---- PAGE TEXT

Question

the curve y^2=x(x-n)^2, when n is a psitive integer,encloses a loop. find exact area enclosed by this loop for n=1,2,3 and 4

Answer 1

try:
\[\int\limits_{0}^{n} -2\sqrt{x}(x-n) dx\]

Answer 2

Above times two.

Answer 3

why's that?

Answer 4

...shoot it was y^2=x^2(x-n)

Answer 5

@Algebraic! It only gives area with x axis.
The area was both upwards and downwards.

Answer 6

sqyaure root of x^2 is x

Answer 7

http://www.wolframalpha.com/input/?i=y%3Dsqrtx+%28x-1%29

Answer 8

y= +/- sqrt(x)(x-n)

Answer 9

nice sid

Answer 10

@Algebraic! Even if its +- You are integrating it just once right?

Answer 11

I thought the y^2 cancxeled out the x^2?

Answer 12

you integrate the top portion, since it's positive, then you double it.

Answer 13

so...Its x square root of x-n)?

Answer 14

or, alternately, integrate the bottom portion times -2

Answer 15

Precisely.

--------

* TASK DETAILS *
Can you set down, word for word, the part of the loop-area thread starting with "The area was" and going on through "y= +/- sqrt(x)(x-n)"? The items after this thread are separate material, unrelated to the thread.

---- ENTRIES

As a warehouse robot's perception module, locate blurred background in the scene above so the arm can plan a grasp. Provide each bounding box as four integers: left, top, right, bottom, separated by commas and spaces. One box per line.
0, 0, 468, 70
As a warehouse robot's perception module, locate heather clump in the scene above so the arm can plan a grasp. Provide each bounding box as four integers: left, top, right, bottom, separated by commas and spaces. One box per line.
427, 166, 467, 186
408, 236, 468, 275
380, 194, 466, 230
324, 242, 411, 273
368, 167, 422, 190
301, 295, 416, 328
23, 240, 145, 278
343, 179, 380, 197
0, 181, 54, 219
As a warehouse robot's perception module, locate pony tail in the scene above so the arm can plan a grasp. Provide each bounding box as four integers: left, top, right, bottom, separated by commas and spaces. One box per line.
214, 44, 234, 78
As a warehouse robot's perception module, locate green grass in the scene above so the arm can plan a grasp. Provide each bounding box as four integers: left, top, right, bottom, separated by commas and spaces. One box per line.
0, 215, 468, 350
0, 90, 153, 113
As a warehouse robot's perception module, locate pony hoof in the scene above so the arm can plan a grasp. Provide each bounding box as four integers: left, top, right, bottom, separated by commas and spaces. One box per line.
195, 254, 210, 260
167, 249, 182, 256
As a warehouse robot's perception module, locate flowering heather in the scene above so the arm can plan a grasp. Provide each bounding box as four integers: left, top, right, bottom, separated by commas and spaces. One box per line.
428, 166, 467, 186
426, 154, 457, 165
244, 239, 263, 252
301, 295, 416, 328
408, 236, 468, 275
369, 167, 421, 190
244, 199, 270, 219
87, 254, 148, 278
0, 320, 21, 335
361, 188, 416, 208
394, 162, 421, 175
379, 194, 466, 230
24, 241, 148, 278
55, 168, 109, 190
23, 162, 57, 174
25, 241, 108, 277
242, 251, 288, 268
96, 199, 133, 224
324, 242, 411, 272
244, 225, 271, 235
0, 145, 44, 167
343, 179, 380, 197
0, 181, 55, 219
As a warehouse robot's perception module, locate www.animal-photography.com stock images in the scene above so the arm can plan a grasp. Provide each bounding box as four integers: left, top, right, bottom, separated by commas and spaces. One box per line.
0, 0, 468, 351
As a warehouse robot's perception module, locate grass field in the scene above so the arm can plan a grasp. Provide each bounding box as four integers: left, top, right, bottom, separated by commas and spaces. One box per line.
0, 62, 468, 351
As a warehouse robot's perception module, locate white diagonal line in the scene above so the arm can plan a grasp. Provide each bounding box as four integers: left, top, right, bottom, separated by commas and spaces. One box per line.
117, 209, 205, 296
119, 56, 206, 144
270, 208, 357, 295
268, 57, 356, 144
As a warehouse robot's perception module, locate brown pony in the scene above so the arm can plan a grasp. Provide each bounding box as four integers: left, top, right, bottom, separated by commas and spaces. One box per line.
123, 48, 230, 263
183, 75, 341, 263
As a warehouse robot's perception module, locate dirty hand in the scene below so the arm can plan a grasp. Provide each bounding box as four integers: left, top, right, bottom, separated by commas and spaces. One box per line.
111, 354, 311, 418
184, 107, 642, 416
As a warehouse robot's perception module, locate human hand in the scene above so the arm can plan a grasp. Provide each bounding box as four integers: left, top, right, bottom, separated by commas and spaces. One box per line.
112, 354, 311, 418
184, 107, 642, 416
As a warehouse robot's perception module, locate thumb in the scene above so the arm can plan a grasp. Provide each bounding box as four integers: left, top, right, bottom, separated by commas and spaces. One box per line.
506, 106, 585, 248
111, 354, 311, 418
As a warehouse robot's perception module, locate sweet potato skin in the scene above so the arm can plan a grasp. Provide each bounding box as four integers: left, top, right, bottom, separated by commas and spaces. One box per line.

--------

* SOLUTION TO THE PROBLEM *
The area was both upwards and downwards.

Answer 6

sqyaure root of x^2 is x

Answer 7

http://www.wolframalpha.com/input/?i=y%3Dsqrtx+%28x-1%29

Answer 8

y= +/- sqrt(x)(x-n)